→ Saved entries

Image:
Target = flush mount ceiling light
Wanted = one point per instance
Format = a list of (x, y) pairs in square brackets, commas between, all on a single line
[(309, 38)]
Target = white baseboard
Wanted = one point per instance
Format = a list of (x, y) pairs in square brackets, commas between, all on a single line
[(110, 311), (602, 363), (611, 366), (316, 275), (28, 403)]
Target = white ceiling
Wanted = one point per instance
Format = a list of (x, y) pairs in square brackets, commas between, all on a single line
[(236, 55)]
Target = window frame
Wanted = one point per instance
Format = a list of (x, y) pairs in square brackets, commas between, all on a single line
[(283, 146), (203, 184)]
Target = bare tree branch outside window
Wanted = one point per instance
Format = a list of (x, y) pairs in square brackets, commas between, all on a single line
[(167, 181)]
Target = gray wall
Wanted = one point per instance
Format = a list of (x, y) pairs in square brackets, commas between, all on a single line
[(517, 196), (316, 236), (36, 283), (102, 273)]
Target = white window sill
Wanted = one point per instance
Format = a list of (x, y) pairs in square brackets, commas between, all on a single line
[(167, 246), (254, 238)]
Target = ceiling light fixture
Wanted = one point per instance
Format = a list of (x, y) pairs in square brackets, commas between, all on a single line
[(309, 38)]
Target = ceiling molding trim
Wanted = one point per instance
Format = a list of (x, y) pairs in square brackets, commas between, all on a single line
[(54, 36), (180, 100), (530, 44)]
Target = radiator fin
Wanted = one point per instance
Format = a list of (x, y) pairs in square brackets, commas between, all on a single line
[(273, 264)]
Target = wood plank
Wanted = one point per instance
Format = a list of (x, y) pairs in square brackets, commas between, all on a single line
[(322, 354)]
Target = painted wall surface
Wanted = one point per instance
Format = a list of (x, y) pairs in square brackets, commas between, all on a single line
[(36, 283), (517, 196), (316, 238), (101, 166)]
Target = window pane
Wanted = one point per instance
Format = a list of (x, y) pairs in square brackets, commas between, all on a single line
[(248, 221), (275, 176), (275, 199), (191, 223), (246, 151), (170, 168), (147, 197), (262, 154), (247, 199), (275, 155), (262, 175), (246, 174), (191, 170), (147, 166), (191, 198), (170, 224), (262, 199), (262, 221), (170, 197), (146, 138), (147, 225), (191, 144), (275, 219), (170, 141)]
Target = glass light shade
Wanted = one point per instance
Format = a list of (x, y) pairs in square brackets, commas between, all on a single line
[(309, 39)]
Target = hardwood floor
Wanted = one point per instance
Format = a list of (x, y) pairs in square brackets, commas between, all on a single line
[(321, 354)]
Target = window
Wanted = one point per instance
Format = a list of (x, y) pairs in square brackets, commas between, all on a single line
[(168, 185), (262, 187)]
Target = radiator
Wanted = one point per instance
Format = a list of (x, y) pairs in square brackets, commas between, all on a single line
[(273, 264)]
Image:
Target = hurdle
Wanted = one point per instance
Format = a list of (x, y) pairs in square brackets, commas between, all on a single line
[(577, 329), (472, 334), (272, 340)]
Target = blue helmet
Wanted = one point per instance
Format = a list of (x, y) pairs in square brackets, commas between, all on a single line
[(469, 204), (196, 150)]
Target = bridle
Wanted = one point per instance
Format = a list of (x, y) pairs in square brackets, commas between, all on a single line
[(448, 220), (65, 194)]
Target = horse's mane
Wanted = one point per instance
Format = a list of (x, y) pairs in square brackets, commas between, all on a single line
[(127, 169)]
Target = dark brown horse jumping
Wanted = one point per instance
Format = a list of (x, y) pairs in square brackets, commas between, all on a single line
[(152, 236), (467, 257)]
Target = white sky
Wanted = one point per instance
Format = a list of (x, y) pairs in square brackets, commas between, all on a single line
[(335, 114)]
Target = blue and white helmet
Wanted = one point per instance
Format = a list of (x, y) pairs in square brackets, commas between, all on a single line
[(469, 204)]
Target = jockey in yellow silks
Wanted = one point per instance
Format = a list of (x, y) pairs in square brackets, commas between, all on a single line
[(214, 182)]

→ Prompt
Copy the entries exactly, leaving no line out.

→ Solution to this exercise
Image:
Target = flush mount ceiling light
Wanted = one point per instance
Format = a list of (x, y) pairs in square brackets, commas between, all on a single line
[(309, 38)]
Target = white baseboard
Wanted = one point per instance
Format = a list of (x, y) pairs in square brackets, commas between, all on a single line
[(110, 311), (602, 363), (611, 366), (316, 275), (28, 403)]
Target = white ceiling
Wanted = one point per instance
Format = a list of (x, y) pairs in square brackets, commas between, all on a single line
[(236, 55)]
Target = window frame
Wanted = one point per instance
Format = a list of (x, y) pairs in square brackets, commas between, all on a single line
[(283, 146), (203, 184)]
Target = bare tree branch outside window
Wanted = one point per instance
Format = a list of (x, y) pairs in square brackets, commas between, all on a single line
[(167, 181)]
Target = gray wall
Wanted = one point per instance
Format = a list of (x, y) pairs in square brackets, commas between, all on a single line
[(517, 196), (316, 236), (36, 283), (102, 273)]
Target = white window sill
Wanted = one point per instance
Format = a list of (x, y) pairs in square brackets, commas between, all on a single line
[(167, 246), (254, 238)]
Target = ceiling light fixture
Wanted = one point per instance
Format = a list of (x, y) pairs in square brackets, commas between, all on a single line
[(309, 38)]
Target = ceiling molding trim
Wanted = one point per instance
Format = a list of (x, y) pairs in square brackets, commas between, all on a single line
[(54, 36), (180, 100), (530, 44)]
Target = radiator fin
Wanted = one point per instance
Format = a list of (x, y) pairs in square brackets, commas between, all on a single line
[(273, 264)]
Target = wood plank
Wanted = one point per instance
Format = a list of (x, y) pairs in square brackets, commas between, all on a single line
[(322, 354)]
Target = painted wall surface
Wanted = one point per instance
Format = a list of (x, y) pairs in square brackets, commas between, all on a single line
[(36, 283), (517, 196), (316, 238), (101, 166)]
Target = window pane
Wanted = one point per instance
Format = a list of (x, y) pairs in square brackets, commas between, all on a single line
[(248, 221), (275, 176), (275, 199), (191, 223), (246, 151), (170, 168), (147, 197), (262, 154), (247, 199), (275, 155), (262, 175), (246, 174), (191, 170), (147, 166), (191, 198), (170, 224), (262, 199), (262, 221), (170, 197), (146, 138), (147, 225), (191, 144), (275, 219), (170, 141)]
Target = glass light shade
Wanted = one point per instance
Format = a list of (x, y) pairs in square brackets, commas between, all on a single line
[(309, 39)]
Target = hardwood floor
Wanted = one point per instance
Format = a list of (x, y) pairs in square brackets, commas between, all on a single line
[(321, 354)]
Target = window
Wanted = one point per instance
Format = a list of (x, y) pairs in square brackets, commas between, all on a single line
[(168, 185), (262, 187)]
Target = radiator
Wanted = one point per instance
Format = a list of (x, y) pairs in square brackets, commas between, all on a single line
[(273, 264)]
Image:
Target = hurdle
Wanted = one point per instance
Format = a list of (x, y) pairs in square brackets, commas between, all on a single line
[(577, 329), (472, 334), (272, 340)]
Target = blue helmet
Wanted = one point per instance
Format = a list of (x, y) pairs in square brackets, commas between, all on a single line
[(469, 204), (196, 150)]
Target = bridle
Wanted = one point per instance
Format = a list of (x, y) pairs in square brackets, commas between, all on a single line
[(448, 220), (65, 194)]
Target = horse's mane
Wanted = one point per instance
Format = a list of (x, y) pairs in square brackets, commas between, all on a single line
[(127, 169)]
Target = dark brown horse jumping
Wanted = one point per instance
Format = a list of (x, y) pairs in square brackets, commas between, all on a single line
[(152, 236), (467, 257)]
Target = white sky
Wanted = one point per instance
Format = a list of (x, y) pairs in square brackets, commas between, all on a single line
[(335, 114)]
Target = blue and white helmet
Wanted = one point per instance
Format = a list of (x, y) pairs in square brackets, commas between, all on a single line
[(469, 204)]
Target = jockey in yellow silks
Wanted = one point per instance
Format = a list of (x, y) pairs in square brackets, commas between, all on a single line
[(214, 182)]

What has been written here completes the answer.